The Supreme Court ruled on July 30 that it is no longer necessary for cases involving patients suffering from PVS (permanent vegetative state) or MCS to go to the Court of Protection before CANH (clinically assisted nutrition and hydration) can be stopped, provided that both doctors and relatives are in agreement that this is in the patient’s ‘best interests’.
The judgement built on legal precedent dating back to the case of Hillsborough victim Tony Bland in 1993 – namely that death is some people’s ‘best interests’ and that deliberate dehydration is a legitimate means of achieving it.
The effect of last week’s ruling is that patients with PVS and MCS can now be dehydrated to death over a period of 2 to 3 weeks without recourse to the courts providing doctors and relatives agree that they would not have wanted to go on living with this degree of disability.
But adults with PVS or MCS lack mental competence and are not dying. They can breathe without ventilators, respond to painful stimuli and often live for years, if not decades, provided their basic requirements for food and fluids are met.

> **PROVIDED MATERIAL**
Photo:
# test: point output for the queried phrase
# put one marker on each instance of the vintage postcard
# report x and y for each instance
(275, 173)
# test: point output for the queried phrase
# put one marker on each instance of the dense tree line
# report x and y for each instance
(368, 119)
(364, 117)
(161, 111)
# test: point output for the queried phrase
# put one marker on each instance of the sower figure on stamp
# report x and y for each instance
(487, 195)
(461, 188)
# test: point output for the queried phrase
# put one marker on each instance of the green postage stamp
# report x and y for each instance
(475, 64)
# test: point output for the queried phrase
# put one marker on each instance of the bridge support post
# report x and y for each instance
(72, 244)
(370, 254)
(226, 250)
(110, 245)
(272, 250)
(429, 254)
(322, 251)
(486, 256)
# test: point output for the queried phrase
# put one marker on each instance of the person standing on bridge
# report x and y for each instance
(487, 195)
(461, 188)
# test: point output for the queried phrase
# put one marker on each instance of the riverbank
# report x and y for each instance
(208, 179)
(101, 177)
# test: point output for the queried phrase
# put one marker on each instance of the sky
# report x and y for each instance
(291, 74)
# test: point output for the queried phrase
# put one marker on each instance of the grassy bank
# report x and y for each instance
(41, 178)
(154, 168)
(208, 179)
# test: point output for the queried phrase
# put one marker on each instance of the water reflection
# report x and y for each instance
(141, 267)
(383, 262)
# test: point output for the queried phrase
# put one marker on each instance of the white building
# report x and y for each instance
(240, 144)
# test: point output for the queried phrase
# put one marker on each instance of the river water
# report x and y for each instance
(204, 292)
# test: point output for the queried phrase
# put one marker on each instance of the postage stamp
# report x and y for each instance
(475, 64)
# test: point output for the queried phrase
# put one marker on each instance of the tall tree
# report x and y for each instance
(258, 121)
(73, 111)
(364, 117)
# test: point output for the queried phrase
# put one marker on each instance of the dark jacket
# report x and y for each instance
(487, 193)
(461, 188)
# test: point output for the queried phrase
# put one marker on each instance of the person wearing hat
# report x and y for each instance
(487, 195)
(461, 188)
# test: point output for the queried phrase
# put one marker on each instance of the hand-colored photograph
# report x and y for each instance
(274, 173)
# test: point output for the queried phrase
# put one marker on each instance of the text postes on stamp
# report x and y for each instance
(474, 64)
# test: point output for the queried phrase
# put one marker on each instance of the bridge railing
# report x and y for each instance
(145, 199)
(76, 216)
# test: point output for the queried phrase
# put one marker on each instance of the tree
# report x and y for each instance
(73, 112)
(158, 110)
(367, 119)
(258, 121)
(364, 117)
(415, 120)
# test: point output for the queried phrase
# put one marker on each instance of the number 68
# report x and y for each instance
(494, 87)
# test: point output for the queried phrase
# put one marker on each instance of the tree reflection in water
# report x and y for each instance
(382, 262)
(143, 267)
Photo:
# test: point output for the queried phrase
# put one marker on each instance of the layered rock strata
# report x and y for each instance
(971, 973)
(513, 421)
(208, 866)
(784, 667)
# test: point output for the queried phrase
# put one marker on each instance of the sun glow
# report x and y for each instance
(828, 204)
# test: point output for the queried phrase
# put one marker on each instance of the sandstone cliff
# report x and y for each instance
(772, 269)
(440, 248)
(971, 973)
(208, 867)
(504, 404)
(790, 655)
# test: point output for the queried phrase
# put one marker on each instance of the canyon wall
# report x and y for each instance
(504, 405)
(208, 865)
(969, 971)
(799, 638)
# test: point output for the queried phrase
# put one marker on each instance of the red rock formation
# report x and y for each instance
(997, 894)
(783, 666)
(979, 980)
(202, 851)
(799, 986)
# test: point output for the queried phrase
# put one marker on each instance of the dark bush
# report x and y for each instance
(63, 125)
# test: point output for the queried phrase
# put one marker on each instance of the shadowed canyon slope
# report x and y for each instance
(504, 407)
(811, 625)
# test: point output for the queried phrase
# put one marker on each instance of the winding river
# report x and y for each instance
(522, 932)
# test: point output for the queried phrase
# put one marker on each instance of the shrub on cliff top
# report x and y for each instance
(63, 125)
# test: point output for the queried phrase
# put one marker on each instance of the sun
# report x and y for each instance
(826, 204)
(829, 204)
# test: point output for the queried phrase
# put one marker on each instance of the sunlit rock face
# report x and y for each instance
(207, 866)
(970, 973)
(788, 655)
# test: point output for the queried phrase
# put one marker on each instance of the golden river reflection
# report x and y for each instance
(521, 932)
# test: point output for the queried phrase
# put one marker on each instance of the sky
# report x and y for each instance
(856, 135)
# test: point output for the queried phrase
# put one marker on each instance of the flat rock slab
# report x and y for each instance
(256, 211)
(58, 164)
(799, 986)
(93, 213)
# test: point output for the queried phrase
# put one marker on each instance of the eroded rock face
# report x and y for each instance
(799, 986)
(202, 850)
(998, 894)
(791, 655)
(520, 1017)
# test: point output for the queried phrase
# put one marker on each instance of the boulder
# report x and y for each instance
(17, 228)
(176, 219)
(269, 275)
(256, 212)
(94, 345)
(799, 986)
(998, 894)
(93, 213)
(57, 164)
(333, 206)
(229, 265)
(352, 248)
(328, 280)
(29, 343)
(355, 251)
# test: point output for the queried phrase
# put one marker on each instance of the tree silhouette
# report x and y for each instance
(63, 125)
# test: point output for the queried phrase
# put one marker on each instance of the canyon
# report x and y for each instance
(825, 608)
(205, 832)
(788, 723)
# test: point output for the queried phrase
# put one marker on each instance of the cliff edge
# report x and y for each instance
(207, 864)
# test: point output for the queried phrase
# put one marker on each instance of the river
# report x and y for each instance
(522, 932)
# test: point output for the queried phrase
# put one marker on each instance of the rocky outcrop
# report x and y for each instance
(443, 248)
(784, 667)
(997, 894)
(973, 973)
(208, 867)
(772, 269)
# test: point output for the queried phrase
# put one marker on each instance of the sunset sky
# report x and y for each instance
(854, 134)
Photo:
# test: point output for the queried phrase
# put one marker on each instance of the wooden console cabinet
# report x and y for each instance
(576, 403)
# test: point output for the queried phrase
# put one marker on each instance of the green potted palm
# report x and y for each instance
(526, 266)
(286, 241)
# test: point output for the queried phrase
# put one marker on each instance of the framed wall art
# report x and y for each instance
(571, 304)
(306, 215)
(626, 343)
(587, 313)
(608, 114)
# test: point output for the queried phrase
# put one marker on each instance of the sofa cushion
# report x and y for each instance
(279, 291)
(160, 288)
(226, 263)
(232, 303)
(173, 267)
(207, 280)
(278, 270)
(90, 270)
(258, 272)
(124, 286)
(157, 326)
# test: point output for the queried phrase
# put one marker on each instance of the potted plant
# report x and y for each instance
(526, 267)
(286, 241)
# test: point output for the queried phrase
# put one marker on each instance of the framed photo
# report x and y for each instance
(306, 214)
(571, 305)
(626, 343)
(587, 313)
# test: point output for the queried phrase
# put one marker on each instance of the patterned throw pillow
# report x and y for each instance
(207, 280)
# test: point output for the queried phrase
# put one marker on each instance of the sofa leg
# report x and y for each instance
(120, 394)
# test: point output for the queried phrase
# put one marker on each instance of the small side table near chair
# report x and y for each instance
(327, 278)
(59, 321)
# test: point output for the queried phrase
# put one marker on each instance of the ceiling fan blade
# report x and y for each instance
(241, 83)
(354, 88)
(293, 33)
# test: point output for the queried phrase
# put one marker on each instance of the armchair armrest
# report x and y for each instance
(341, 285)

> **WHAT YOU WILL DO**
Can you copy out, word for word, the full passage about the Supreme Court ruling on withdrawing clinically assisted nutrition and hydration?

> **ANSWER TO THIS TASK**
The Supreme Court ruled on July 30 that it is no longer necessary for cases involving patients suffering from PVS (permanent vegetative state) or MCS to go to the Court of Protection before CANH (clinically assisted nutrition and hydration) can be stopped, provided that both doctors and relatives are in agreement that this is in the patient’s ‘best interests’.
The judgement built on legal precedent dating back to the case of Hillsborough victim Tony Bland in 1993 – namely that death is some people’s ‘best interests’ and that deliberate dehydration is a legitimate means of achieving it.
The effect of last week’s ruling is that patients with PVS and MCS can now be dehydrated to death over a period of 2 to 3 weeks without recourse to the courts providing doctors and relatives agree that they would not have wanted to go on living with this degree of disability.
But adults with PVS or MCS lack mental competence and are not dying. They can breathe without ventilators, respond to painful stimuli and often live for years, if not decades, provided their basic requirements for food and fluids are met.